Data provided:

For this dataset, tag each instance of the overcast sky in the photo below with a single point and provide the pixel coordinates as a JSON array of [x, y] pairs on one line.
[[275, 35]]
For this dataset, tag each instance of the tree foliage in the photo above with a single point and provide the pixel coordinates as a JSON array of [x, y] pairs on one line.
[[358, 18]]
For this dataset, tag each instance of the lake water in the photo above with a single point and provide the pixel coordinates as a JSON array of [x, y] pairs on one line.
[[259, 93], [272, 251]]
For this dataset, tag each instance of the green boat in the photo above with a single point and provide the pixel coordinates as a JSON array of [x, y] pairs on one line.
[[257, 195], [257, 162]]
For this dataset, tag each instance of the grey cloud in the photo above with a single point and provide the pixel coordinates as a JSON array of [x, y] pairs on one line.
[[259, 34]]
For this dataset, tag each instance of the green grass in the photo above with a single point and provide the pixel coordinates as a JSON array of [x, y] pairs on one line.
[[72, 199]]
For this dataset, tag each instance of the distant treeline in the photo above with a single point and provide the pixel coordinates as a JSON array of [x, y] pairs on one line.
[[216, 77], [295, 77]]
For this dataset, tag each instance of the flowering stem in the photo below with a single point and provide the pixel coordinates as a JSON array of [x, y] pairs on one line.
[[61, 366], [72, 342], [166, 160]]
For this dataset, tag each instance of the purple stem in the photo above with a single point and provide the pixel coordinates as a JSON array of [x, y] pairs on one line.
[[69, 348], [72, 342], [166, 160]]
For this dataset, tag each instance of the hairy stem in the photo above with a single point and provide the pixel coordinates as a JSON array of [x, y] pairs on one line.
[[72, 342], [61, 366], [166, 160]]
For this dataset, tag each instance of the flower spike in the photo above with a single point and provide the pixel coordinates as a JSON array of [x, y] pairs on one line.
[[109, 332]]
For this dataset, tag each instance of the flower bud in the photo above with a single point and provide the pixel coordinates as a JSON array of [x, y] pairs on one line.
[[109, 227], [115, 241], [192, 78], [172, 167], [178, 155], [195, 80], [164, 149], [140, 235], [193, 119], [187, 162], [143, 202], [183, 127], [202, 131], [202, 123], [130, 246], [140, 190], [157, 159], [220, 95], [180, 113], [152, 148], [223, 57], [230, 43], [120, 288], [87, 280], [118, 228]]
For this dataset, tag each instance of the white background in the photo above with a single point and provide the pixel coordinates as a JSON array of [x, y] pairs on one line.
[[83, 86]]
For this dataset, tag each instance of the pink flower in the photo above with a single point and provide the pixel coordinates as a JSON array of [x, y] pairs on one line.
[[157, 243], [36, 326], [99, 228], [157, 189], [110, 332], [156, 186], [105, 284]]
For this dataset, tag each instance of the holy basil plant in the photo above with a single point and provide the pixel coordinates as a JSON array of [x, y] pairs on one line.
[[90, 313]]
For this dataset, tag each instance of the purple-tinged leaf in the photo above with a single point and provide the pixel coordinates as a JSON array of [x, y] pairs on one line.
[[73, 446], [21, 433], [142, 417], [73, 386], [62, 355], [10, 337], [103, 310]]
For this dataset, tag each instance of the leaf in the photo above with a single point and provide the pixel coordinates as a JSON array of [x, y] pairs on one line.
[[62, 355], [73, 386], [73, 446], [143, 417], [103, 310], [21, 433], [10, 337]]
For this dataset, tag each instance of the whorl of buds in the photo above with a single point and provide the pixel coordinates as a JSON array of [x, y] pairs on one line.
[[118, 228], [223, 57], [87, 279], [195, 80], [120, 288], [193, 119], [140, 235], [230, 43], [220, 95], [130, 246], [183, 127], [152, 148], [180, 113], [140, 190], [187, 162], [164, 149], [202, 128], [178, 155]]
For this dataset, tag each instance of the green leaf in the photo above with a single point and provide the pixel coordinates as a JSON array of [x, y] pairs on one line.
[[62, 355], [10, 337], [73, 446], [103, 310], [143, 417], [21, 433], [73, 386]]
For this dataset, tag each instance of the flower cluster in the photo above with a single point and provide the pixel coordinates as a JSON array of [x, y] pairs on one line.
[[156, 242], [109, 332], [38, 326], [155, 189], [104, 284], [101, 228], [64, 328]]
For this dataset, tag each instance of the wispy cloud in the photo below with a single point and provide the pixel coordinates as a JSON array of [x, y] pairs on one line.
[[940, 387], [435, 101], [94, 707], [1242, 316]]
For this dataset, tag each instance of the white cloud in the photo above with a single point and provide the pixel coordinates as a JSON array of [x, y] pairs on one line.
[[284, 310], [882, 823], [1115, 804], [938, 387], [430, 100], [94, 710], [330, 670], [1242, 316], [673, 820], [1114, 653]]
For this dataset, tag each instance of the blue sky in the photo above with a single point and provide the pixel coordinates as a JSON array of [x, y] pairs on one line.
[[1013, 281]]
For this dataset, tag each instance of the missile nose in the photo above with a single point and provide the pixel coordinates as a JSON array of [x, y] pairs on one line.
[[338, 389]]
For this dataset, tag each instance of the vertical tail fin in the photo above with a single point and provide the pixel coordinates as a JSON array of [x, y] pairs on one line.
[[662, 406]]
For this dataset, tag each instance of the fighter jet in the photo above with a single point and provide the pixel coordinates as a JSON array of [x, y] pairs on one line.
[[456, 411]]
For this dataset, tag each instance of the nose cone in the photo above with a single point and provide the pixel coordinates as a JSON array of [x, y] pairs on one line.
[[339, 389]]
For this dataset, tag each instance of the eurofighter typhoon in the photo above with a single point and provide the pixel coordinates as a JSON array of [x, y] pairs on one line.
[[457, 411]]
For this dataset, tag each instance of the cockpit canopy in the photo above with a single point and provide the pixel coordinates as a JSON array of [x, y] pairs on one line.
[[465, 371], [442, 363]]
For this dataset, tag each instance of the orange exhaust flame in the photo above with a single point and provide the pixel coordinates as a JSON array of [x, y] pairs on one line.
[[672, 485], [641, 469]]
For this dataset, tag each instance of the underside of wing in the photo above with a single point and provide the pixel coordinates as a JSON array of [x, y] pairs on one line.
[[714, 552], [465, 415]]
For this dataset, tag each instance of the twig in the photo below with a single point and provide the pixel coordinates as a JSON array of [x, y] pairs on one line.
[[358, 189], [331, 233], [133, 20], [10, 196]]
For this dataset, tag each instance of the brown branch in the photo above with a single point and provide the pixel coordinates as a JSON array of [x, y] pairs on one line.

Directions: Can you update the listing above so that every "pixel coordinates" reads "image coordinates", with nothing else changed?

Response:
For this dataset, tag each instance of the overcast sky in the photo below with a single point and provide the image coordinates as a JSON array of [x, y] pairs on one line.
[[275, 35]]
For this dataset, tag each instance of the tree foliage in the photo above with a single point and provide the image coordinates as a JSON array of [x, y] pairs on one line.
[[358, 18]]
For this dataset, tag each instance of the lake water in the photo above with a single point and provide the image coordinates as a JSON array of [x, y] pairs on one line.
[[259, 93], [272, 251]]
For this dataset, tag each instance of the green boat in the photo above with a single point and provide the image coordinates as a JSON array of [x, y] pairs on one line.
[[257, 195], [257, 162]]
For this dataset, tag each instance of the grey cloud in the photo above with a single point and provide the image coordinates as a JSON array of [x, y] pairs on one line.
[[259, 34]]
For this dataset, tag each instance of the green grass in the photo above with a single point and provide the image coordinates as a JSON array of [x, y] pairs on one line.
[[72, 199]]
For this dataset, tag each instance of the distant treeline in the photo above with a single point and provide the image coordinates as a JSON array of [x, y] pairs on one line.
[[216, 77], [295, 77]]
For this dataset, tag each instance of the flowering stem in the photo below with a single point and provide the image coordinates as a JSON array of [x, y] pairs on one line.
[[61, 366], [72, 342], [166, 160]]
For this dataset, tag each instance of the purple stem in the photo above with a single point and provide the image coordinates as a JSON array of [x, y] pairs on one line.
[[69, 348], [72, 342], [166, 160]]
For this dataset, tag each instance of the hairy stem in the photo above with a single point and provide the image coordinates as a JSON array of [x, y] pairs on one line.
[[72, 342], [61, 366], [166, 160]]
For this dataset, tag each instance of the flower spike in the photo above with a single point and provide the image coordinates as a JSON array of [x, y] pairs on one line.
[[109, 332]]
For this dataset, tag each instance of the flower bud in the photo above with a single point and provide the image coordinates as a JSON array of [x, y] pairs on one line.
[[109, 227], [115, 241], [192, 78], [172, 167], [178, 155], [195, 80], [164, 149], [140, 235], [193, 119], [187, 162], [143, 202], [183, 127], [202, 131], [202, 123], [130, 246], [140, 190], [157, 159], [220, 95], [180, 113], [152, 148], [223, 57], [230, 43], [120, 288], [87, 280], [118, 228]]
For this dataset, tag each instance of the white background in the photo above with a single point and provide the image coordinates as a JSON array of [x, y] pairs on one line.
[[83, 86]]
For this dataset, tag each instance of the pink flower in the photo above with a single point and provide the image coordinates as a JSON array of [x, y] pairs on one line.
[[157, 243], [36, 326], [99, 228], [157, 189], [110, 332], [156, 186], [105, 284]]
For this dataset, tag each instance of the holy basil plant in the photo above with a single point and provide the image coordinates as a JSON array of [x, y] pairs on one line.
[[90, 313]]
For this dataset, tag each instance of the purple-tinged leaf in the photo above with a single point and provide the image coordinates as a JSON array of [x, y] pairs on one line.
[[73, 446], [21, 433], [142, 417], [73, 386], [62, 355], [10, 337], [103, 310]]
For this dataset, tag each instance of the leaf in the photo above with a single point and provide the image coordinates as a JSON array of [x, y] pairs on one line.
[[62, 355], [73, 386], [73, 446], [143, 417], [103, 310], [21, 433], [10, 337]]
For this dataset, tag each instance of the whorl of buds in the photo above with a single point and provide the image coordinates as a JSON array of [x, y] pairs on one line.
[[118, 228], [223, 57], [87, 279], [195, 80], [120, 288], [193, 119], [140, 235], [230, 43], [220, 95], [130, 246], [183, 127], [152, 148], [180, 113], [140, 190], [187, 162], [164, 149], [202, 128], [178, 155]]
For this dataset, tag each instance of the green leaf in the photo above with a single point and provide the image coordinates as a JSON array of [x, y] pairs on one line.
[[62, 355], [10, 337], [73, 446], [103, 310], [143, 417], [21, 433], [73, 386]]
For this dataset, tag each instance of the flower cluster in the photo above with a single point and provide the image coordinates as a JSON array of [x, y] pairs on one line.
[[156, 242], [109, 332], [38, 326], [155, 189], [104, 284], [101, 228], [64, 328]]
For this dataset, tag each instance of the wispy cloud in the photo below with a single point and provide the image coordinates as a JSON array of [x, y] pairs on one line.
[[940, 387], [435, 101], [94, 707], [1242, 316]]
For this dataset, tag each instance of the white cloud in the photo above with a single point and provide the image coordinates as a JSON array of [x, y] pairs on one line.
[[284, 310], [882, 823], [1115, 804], [938, 387], [430, 100], [94, 710], [330, 670], [1242, 316], [673, 820], [1114, 653]]
For this dataset, tag each instance of the blue sky in the photo above with a single point and provide the image coordinates as a JSON array of [x, y] pairs on one line.
[[1013, 281]]
For this dataset, tag each instance of the missile nose in the photo above with a single point and provide the image coordinates as a JSON array of [x, y] pairs on one line.
[[338, 389]]
For this dataset, tag each instance of the vertical tail fin in the photo above with a single point and provide the image coordinates as a JSON array of [x, y] pairs on one line.
[[662, 406]]
For this dataset, tag each instance of the fighter jet in the photo above with a single point and provide the image coordinates as a JSON array of [x, y] pairs on one line.
[[456, 411]]
For this dataset, tag each instance of the nose cone in the photo above with a single point and provide the image coordinates as a JSON array of [x, y] pairs on one line.
[[339, 389]]
For this dataset, tag each instance of the eurofighter typhoon in the photo above with a single point and provide the image coordinates as a JSON array of [x, y] pairs on one line.
[[457, 411]]
For this dataset, tag each instance of the cockpit canopy in the photo above with a single point and provide the image coordinates as a JSON array of [x, y] pairs on one line.
[[465, 371], [442, 363]]
For this dataset, tag each instance of the orange exhaust flame in the photo above with a single point and provide the image coordinates as a JSON array of [x, y] pairs on one line.
[[672, 485], [641, 469]]
For this dataset, tag each instance of the underside of wing in the photo above with a single point and provide the image coordinates as a JSON array of [x, y] pairs on one line.
[[714, 552], [465, 415]]
For this dataset, tag each instance of the twig in the photo below with a single point and provide the image coordinates as a JSON array of [x, y] pairs on one line.
[[358, 189], [331, 233], [133, 20], [10, 196]]
For this dataset, tag each instance of the brown branch in the photo above with a single point and provide the image coordinates as a JSON array of [x, y] pairs on one line.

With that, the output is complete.